- Selected text
============================================================

Funds from Operations (“FFO”) and Company-Defined FFO. We believe that FFO and Company-defined FFO, in addition to net loss and cash flows from operating activities, as defined by GAAP, are useful supplemental performance measures that our management uses to evaluate our consolidated operating performance. However, these supplemental, non-GAAP measures should not be considered as an alternative to net loss or to cash flows from operating activities as an indication of our performance and are not intended to be used as a liquidity measure indicative of cash flow available to fund our cash needs, including our ability to make distributions to our stockholders. No single measure can provide users of financial information with sufficient information and only our disclosures read as a whole can be relied upon to adequately portray our financial position, liquidity, and results of operations. In addition, other REITs may define FFO and similar measures differently and choose to treat acquisition-related costs and potentially other accounting line items in a manner different from us due to specific differences in investment and operating strategy or for other reasons.

FFO. As defined by the National Association of Real Estate Investment Trusts (“NAREIT”), FFO is a non-GAAP measure that excludes certain items such as real estate-related depreciation and amortization and gains or losses on sales of assets. We believe FFO is a meaningful supplemental measure of our operating performance that is useful to investors because depreciation and amortization in accordance with GAAP implicitly assumes that the value of real estate assets diminishes predictably over time. In addition, FFO adjusts for non-recurring gains or losses on the acquisition of certain joint venture properties. We use FFO as an indication of our consolidated operating performance and as a guide to making decisions about future investments.

Company-defined FFO. Similar to FFO, Company-defined FFO is a non-GAAP measure that excludes real estate-related depreciation and amortization and gains or losses on sales of assets, and also excludes non-recurring acquisition-related costs (including acquisition fees paid to the Advisor) and a non-recurring loss from the early extinguishment of debt, each of which are characterized as expenses in determining net loss under GAAP. The purchase of operating properties is a key strategic objective of our business plan focused on generating growth in operating income and cash flow in order to make distributions to investors. However, as the corresponding acquisition-related costs are paid in cash, all paid and accrued acquisition-related costs negatively impact our operating performance and cash flows from operating activities during the period in which properties are acquired. In addition, if we acquire a property after all offering proceeds from our public offerings have been invested, there will not be any offering proceeds to pay the corresponding acquisition-related costs. Accordingly, unless the Advisor determines to waive the payment or reimbursement of these acquisition-related costs, then such costs will be paid from additional debt, operational earnings or cash flow, net proceeds from the sale of properties, or ancillary cash flows. As such, Company-defined FFO may not be a complete indicator of our operating performance, especially during periods in which properties are being acquired, and may not be a useful measure of the long-term operating performance of our properties if we do not continue to operate our business plan as disclosed.

============================================================

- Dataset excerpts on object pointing
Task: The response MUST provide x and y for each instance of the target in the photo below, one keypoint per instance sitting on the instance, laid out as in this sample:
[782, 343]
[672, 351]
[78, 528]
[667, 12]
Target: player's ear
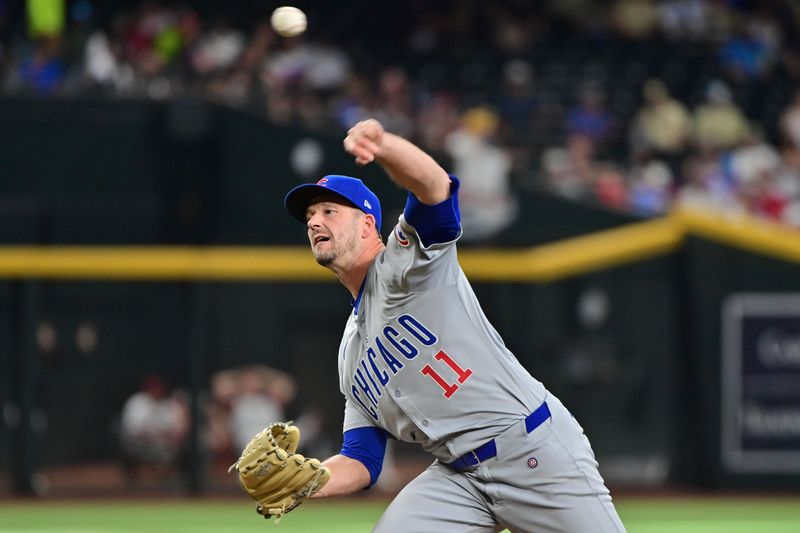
[368, 227]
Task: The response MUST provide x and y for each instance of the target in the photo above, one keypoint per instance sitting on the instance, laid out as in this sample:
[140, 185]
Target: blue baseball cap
[350, 189]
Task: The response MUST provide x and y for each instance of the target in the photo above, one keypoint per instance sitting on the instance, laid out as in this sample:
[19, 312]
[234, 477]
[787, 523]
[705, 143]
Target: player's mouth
[320, 238]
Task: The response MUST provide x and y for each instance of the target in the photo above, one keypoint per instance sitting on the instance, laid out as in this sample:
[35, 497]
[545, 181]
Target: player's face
[332, 229]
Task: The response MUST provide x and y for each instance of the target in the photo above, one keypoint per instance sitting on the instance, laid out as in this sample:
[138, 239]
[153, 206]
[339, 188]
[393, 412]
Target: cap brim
[298, 199]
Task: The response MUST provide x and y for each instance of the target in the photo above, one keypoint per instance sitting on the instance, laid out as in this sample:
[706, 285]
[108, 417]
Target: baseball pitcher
[420, 362]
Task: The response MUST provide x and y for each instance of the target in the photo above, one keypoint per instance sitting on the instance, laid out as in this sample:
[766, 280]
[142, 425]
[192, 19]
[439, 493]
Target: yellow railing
[548, 262]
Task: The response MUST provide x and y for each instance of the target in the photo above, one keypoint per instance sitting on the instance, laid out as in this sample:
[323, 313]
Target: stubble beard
[339, 248]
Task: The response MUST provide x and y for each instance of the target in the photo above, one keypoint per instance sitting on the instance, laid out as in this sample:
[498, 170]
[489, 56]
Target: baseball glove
[276, 477]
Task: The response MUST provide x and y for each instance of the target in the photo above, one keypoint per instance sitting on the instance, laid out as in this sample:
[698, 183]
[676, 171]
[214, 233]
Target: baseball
[288, 21]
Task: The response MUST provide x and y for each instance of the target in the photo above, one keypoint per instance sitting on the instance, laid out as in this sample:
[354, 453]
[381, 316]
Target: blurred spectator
[394, 108]
[790, 123]
[438, 117]
[662, 127]
[747, 55]
[591, 119]
[42, 71]
[153, 429]
[486, 201]
[718, 123]
[517, 102]
[243, 402]
[708, 187]
[571, 170]
[610, 187]
[683, 19]
[651, 188]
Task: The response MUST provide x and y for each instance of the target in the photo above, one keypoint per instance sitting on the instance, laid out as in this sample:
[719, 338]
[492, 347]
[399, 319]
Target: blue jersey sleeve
[367, 445]
[435, 223]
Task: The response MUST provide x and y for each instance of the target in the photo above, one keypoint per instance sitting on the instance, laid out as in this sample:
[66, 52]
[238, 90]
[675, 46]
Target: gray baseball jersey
[420, 360]
[419, 354]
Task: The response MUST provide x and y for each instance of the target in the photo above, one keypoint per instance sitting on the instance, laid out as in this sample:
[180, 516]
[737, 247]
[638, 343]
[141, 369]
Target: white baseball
[288, 21]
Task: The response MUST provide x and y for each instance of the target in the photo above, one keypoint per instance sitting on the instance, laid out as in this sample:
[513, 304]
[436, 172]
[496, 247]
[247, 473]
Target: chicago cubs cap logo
[402, 240]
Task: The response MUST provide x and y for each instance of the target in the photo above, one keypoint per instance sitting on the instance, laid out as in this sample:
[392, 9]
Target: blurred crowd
[634, 104]
[155, 422]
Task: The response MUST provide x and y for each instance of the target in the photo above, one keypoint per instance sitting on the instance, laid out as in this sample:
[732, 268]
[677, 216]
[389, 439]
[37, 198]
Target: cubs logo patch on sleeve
[402, 240]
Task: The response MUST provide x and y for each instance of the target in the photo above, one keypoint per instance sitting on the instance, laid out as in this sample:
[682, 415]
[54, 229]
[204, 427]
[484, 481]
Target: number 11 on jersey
[449, 388]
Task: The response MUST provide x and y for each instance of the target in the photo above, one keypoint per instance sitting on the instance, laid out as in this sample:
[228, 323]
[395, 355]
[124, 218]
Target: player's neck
[352, 274]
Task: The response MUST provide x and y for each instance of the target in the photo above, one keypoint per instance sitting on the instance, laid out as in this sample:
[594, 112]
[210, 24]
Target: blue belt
[489, 450]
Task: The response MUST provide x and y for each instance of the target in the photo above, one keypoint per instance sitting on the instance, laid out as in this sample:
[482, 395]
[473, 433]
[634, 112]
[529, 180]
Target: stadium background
[148, 215]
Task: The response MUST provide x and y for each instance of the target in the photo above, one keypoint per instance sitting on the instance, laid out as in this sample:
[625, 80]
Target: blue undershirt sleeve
[438, 223]
[368, 446]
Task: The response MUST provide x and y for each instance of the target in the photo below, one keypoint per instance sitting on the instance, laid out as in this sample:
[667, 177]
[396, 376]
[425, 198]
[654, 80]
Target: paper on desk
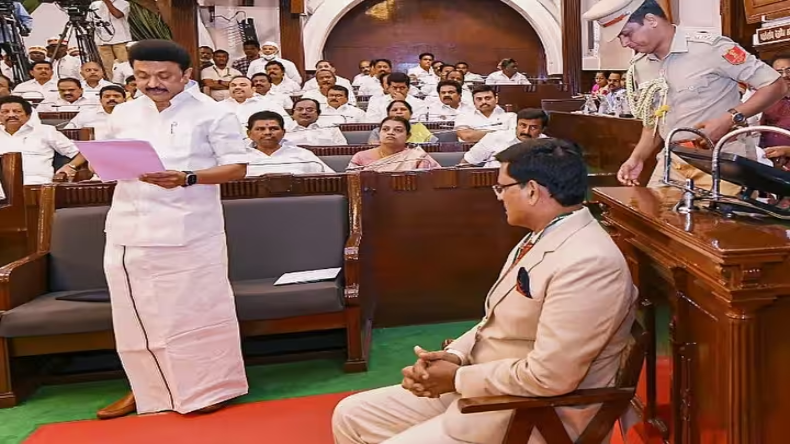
[121, 159]
[303, 277]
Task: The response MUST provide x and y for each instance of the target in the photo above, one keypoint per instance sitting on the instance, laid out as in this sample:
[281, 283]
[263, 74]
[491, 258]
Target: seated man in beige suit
[558, 319]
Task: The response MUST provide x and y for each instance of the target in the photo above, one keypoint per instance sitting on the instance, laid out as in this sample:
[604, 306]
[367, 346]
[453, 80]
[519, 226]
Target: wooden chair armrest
[23, 280]
[579, 397]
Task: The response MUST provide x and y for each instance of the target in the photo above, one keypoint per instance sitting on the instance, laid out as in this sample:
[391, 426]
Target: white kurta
[166, 261]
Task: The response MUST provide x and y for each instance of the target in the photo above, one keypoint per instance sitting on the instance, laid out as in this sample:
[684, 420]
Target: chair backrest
[271, 236]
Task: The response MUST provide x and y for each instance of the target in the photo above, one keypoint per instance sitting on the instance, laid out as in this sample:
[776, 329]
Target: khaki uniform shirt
[703, 71]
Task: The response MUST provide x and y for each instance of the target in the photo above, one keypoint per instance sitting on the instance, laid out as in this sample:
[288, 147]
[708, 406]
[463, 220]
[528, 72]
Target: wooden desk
[728, 287]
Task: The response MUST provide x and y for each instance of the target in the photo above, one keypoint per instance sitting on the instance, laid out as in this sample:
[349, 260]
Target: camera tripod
[11, 43]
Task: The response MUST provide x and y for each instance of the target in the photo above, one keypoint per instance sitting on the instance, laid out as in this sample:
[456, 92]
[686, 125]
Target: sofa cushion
[47, 315]
[77, 249]
[271, 236]
[260, 299]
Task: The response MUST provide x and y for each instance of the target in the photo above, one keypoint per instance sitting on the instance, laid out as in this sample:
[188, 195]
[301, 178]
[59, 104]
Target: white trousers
[392, 415]
[175, 324]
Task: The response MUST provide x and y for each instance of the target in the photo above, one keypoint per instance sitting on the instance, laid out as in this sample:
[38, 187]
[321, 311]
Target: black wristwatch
[190, 179]
[737, 117]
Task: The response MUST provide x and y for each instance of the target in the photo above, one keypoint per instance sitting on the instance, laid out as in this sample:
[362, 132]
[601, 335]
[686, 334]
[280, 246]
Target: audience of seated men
[271, 154]
[393, 152]
[71, 98]
[305, 129]
[262, 84]
[530, 124]
[418, 132]
[325, 80]
[337, 109]
[92, 80]
[96, 116]
[398, 89]
[38, 143]
[42, 86]
[487, 117]
[217, 76]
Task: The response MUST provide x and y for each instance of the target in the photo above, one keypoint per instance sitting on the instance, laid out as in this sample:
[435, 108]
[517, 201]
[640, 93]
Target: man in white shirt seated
[325, 65]
[269, 52]
[326, 80]
[364, 71]
[262, 84]
[371, 86]
[337, 110]
[216, 77]
[487, 117]
[244, 102]
[449, 104]
[92, 80]
[271, 154]
[70, 99]
[280, 84]
[509, 75]
[398, 89]
[306, 130]
[96, 117]
[37, 143]
[532, 122]
[42, 86]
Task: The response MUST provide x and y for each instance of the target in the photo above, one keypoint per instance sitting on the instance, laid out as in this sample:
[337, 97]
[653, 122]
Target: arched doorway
[478, 32]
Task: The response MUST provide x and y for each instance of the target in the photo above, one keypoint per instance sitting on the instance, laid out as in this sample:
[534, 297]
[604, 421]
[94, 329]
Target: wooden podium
[727, 283]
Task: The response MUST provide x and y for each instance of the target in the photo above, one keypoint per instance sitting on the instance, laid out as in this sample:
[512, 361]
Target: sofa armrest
[351, 269]
[23, 280]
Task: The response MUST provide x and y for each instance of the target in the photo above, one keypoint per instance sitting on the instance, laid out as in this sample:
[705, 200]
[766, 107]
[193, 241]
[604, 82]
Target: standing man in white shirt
[174, 315]
[509, 75]
[37, 143]
[111, 39]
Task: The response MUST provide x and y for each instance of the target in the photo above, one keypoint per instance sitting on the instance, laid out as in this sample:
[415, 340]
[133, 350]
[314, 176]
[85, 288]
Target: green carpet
[391, 351]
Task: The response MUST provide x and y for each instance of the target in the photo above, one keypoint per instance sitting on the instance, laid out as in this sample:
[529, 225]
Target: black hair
[555, 164]
[448, 83]
[340, 88]
[648, 7]
[115, 88]
[407, 104]
[26, 106]
[533, 114]
[399, 77]
[160, 51]
[397, 119]
[70, 79]
[265, 115]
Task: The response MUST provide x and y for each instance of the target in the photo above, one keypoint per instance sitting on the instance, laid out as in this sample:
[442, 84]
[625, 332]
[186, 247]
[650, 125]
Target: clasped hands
[432, 375]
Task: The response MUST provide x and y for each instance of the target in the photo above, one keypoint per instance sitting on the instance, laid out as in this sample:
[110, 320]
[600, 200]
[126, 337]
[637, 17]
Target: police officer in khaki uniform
[688, 80]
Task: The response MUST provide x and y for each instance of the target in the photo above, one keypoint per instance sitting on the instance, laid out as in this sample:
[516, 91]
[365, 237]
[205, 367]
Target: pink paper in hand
[121, 159]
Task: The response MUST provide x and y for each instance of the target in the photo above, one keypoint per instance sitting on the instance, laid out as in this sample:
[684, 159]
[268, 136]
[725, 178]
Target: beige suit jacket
[569, 335]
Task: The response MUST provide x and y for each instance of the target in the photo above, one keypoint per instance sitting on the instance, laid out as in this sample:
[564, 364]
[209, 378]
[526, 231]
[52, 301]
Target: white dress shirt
[31, 89]
[289, 158]
[214, 73]
[118, 29]
[343, 114]
[93, 117]
[377, 108]
[499, 78]
[38, 144]
[259, 65]
[490, 145]
[314, 135]
[192, 134]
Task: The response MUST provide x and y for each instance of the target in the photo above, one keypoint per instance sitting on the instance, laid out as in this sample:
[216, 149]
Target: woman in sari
[393, 154]
[402, 108]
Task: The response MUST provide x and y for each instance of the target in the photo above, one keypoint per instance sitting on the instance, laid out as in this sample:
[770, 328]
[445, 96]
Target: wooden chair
[540, 413]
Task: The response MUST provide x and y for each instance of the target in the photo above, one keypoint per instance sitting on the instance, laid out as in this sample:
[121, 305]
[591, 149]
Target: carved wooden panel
[478, 32]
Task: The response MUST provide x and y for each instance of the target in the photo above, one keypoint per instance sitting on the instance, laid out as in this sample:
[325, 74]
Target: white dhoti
[175, 324]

============================================================

- Tasks to perform
1. In the funds-from-operations text, write out word for word the part that opens with the words containing "FFO. As defined" and closes with "about future investments.".
2. According to the funds-from-operations text, what are all the sources from which acquisition-related costs will be paid if the Advisor does not waive them?
3. Decide whether each statement agrees with the funds-from-operations text, and back each yes or no with a quotation from it:
(a) FFO is defined by the National Association of Real Estate Investment Trusts.
(b) FFO is meant to serve as a liquidity measure.
(c) Company-defined FFO includes non-recurring acquisition-related costs.

- Solutions
1.
FFO. As defined by the National Association of Real Estate Investment Trusts (“NAREIT”), FFO is a non-GAAP measure that excludes certain items such as real estate-related depreciation and amortization and gains or losses on sales of assets. We believe FFO is a meaningful supplemental measure of our operating performance that is useful to investors because depreciation and amortization in accordance with GAAP implicitly assumes that the value of real estate assets diminishes predictably over time. In addition, FFO adjusts for non-recurring gains or losses on the acquisition of certain joint venture properties. We use FFO as an indication of our consolidated operating performance and as a guide to making decisions about future investments.

2.
- additional debt
- operational earnings or cash flow
- net proceeds from the sale of properties
- ancillary cash flows

3.
(a) Yes: "As defined by the National Association of Real Estate Investment Trusts (“NAREIT”), FFO is a non-GAAP measure"
(b) No: "are not intended to be used as a liquidity measure indicative of cash flow available to fund our cash needs"
(c) No: "also excludes non-recurring acquisition-related costs"